■ EXERCISE TASK ■
Copy out the material below word for word, from the line containing "wanted | a marker on every instance of the blue jeans" down through the line containing "<point>6,205</point>", both lines included.

══════════

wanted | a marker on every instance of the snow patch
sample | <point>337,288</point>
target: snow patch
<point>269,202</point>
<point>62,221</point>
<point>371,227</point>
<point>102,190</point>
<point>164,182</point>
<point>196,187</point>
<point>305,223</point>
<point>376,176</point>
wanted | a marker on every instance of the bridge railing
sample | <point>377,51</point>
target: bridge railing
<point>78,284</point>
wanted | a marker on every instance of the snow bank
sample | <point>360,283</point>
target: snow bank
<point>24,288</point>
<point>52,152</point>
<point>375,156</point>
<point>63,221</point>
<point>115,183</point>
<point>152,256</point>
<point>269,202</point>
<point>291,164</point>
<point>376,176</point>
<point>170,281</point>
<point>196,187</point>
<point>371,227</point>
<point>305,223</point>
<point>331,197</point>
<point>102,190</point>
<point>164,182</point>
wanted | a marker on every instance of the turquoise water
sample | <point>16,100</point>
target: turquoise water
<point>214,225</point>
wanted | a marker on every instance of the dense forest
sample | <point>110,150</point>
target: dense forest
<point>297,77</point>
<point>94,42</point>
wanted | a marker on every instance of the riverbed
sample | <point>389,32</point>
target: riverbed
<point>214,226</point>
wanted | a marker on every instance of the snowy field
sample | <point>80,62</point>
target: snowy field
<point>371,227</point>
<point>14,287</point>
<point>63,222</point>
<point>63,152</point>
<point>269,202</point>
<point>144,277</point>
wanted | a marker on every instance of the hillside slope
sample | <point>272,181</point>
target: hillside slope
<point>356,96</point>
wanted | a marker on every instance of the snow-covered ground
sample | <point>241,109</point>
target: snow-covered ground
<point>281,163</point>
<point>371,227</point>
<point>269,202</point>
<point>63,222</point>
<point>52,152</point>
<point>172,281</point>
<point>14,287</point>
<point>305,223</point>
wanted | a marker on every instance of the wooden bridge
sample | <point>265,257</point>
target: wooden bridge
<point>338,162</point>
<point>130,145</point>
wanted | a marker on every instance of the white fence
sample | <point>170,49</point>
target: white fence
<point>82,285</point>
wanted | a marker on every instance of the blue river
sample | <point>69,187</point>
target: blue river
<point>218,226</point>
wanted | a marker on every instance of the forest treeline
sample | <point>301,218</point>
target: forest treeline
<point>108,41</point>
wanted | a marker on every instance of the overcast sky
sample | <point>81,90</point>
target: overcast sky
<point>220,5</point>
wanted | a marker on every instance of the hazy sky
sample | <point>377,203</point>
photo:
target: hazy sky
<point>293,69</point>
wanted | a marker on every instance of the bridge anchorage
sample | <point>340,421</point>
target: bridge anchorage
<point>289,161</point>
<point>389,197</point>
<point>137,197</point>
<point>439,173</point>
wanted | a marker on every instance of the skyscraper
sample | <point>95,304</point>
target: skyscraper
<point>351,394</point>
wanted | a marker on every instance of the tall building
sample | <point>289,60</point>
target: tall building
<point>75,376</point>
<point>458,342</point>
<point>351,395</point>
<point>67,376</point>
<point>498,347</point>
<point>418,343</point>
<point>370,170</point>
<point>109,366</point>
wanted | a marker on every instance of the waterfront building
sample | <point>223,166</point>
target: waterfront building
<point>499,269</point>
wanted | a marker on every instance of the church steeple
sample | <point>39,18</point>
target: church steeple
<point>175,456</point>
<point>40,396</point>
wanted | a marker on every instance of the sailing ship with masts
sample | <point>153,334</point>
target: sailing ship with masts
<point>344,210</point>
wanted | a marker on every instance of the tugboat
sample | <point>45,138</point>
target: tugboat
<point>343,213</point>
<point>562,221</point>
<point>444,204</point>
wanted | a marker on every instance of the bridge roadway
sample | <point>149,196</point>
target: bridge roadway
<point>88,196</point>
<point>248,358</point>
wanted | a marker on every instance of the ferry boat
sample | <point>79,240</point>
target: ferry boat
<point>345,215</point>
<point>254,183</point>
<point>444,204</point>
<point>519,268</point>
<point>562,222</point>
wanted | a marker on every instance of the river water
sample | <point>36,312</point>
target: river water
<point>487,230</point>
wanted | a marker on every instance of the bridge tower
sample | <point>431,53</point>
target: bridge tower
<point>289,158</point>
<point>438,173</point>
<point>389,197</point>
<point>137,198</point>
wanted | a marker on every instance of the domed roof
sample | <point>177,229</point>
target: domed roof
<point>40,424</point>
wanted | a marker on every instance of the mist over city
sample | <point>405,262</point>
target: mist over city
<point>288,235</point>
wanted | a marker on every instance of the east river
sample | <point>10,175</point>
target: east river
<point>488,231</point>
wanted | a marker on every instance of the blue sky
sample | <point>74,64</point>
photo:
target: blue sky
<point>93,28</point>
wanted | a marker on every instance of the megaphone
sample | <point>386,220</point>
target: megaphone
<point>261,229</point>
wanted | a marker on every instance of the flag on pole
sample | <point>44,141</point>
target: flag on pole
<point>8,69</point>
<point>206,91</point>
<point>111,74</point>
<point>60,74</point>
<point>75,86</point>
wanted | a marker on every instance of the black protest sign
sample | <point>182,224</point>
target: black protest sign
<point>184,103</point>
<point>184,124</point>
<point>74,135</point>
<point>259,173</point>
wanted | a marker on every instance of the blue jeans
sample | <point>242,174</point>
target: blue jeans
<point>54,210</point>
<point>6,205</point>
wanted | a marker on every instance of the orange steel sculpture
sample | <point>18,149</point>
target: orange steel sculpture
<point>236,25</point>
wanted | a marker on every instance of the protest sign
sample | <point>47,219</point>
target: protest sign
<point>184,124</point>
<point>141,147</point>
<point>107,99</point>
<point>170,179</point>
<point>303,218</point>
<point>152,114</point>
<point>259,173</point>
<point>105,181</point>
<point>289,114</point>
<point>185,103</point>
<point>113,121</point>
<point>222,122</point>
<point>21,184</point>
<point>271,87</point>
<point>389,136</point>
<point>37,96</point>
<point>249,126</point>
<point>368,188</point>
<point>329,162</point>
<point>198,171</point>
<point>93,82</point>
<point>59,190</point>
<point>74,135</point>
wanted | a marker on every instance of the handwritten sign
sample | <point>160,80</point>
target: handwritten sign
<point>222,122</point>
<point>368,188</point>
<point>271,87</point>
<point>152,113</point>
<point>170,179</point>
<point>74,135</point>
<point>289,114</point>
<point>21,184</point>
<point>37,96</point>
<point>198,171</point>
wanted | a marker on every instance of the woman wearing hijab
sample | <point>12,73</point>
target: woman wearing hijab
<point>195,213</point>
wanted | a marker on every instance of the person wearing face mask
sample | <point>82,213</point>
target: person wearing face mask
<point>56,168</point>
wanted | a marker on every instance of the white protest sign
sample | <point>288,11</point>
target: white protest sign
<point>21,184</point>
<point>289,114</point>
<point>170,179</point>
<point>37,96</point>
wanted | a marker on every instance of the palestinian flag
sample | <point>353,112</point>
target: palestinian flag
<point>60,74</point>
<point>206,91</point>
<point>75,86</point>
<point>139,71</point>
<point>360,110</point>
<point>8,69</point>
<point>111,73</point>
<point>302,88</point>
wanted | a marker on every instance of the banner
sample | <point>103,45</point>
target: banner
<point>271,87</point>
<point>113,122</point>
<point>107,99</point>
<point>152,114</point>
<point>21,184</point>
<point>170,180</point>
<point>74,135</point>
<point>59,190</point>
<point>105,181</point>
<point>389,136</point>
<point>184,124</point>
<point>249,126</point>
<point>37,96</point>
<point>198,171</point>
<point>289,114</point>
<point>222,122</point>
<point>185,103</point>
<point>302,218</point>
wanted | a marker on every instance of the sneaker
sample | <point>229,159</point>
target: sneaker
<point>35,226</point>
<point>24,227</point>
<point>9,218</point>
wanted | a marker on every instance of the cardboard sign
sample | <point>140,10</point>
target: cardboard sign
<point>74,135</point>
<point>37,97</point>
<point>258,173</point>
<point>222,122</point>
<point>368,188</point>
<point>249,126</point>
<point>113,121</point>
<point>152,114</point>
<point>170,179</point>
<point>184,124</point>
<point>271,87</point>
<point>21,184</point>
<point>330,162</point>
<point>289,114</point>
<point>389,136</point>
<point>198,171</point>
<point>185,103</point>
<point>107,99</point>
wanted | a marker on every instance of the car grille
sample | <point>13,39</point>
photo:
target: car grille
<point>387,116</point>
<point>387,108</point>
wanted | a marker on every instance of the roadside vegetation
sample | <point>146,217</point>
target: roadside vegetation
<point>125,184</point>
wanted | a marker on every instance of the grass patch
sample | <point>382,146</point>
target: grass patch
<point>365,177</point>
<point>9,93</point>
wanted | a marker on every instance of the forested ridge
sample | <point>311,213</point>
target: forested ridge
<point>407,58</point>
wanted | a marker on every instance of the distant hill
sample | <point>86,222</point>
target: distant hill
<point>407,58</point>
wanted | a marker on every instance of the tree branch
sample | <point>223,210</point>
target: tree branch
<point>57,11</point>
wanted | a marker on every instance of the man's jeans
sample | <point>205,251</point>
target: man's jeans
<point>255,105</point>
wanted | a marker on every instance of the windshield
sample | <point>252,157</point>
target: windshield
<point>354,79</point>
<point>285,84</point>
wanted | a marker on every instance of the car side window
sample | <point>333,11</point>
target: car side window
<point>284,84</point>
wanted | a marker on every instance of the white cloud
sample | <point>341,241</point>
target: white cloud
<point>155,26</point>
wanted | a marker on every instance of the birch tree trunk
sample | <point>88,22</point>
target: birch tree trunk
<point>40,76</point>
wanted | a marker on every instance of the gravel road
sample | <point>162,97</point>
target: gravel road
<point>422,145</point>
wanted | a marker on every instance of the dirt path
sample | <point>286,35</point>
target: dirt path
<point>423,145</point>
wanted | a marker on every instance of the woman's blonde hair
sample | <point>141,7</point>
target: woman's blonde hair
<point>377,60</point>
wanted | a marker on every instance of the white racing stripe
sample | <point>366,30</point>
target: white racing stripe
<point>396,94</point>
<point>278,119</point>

══════════

■ SOLUTION FOR THIS TASK ■
wanted | a marker on every instance of the blue jeans
sample | <point>242,174</point>
target: blue jeans
<point>54,210</point>
<point>6,205</point>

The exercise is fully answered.